- **EXERCISE GOAL**:
Look through the listing underneath for "this", and copy every line that has it.

- **SOURCE INFORMATION**:
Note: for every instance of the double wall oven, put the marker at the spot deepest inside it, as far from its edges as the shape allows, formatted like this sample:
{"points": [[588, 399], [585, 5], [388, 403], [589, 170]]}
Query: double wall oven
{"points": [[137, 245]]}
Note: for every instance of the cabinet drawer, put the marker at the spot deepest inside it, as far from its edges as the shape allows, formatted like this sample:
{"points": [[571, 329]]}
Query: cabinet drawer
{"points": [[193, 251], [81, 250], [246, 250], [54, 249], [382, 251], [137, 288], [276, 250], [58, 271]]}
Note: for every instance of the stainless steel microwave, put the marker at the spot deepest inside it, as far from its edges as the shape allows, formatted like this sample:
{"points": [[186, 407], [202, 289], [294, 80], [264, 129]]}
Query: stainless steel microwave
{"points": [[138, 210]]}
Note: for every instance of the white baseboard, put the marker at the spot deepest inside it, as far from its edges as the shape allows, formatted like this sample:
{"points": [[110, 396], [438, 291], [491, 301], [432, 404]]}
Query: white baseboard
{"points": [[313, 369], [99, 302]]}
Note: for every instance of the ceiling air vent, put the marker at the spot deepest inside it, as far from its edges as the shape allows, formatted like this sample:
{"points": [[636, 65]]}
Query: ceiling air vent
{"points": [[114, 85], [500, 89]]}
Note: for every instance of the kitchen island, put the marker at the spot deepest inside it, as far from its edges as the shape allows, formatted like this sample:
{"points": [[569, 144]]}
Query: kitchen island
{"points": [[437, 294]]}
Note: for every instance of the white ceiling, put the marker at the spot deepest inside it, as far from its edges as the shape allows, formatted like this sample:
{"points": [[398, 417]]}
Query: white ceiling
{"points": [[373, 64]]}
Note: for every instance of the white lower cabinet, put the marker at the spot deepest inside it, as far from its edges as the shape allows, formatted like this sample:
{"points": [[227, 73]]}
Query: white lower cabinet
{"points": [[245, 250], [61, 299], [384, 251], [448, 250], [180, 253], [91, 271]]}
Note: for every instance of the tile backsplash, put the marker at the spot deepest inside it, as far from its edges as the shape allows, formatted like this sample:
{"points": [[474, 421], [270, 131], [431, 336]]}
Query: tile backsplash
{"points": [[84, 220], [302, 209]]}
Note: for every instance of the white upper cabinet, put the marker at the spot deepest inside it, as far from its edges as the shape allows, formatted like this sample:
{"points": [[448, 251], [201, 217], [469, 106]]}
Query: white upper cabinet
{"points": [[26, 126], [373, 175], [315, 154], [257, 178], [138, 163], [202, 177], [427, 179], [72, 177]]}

- **SOLUTION**:
Note: for every instance of the double wall oven, put the marker at the spot deepest inside it, as far from its edges as the shape allows, formatted like this sample:
Note: for every instance of the cabinet drawer, put the marker at the spot deepest inside it, as far from its edges as the shape allows, formatted like this sample:
Note: for every instance of the stainless steel microwave, put the marker at the spot deepest inside it, as far from its edges as the shape allows, formatted like this sample:
Note: for every instance of the white baseboard, put the marker at the spot deepest inside it, as far from its edges as the shape allows, formatted like this sample:
Note: for every instance of the ceiling air vent, put the marker at the spot deepest inside it, as far from its edges as the shape allows, formatted like this sample:
Note: for every instance of the kitchen island, put the marker at the spot deepest inside it, as far from its edges as the shape allows, formatted like this sample:
Note: for every instance of the white ceiling, put the marker at the spot deepest inside it, as far from its edges as the shape allows, formatted like this sample:
Note: for every instance of the white lower cabinet, put the marker at the spot deepest inside it, as far from its edges as the shape allows, formatted like this sample:
Note: for every instance of the tile backsplash, put the marker at the spot deepest inside it, as far from its edges as the shape allows, formatted like this sample:
Note: for every instance of the white upper cabinet, put the marker at the spot deepest inside it, as far from its edges as the shape allows, formatted like this sample:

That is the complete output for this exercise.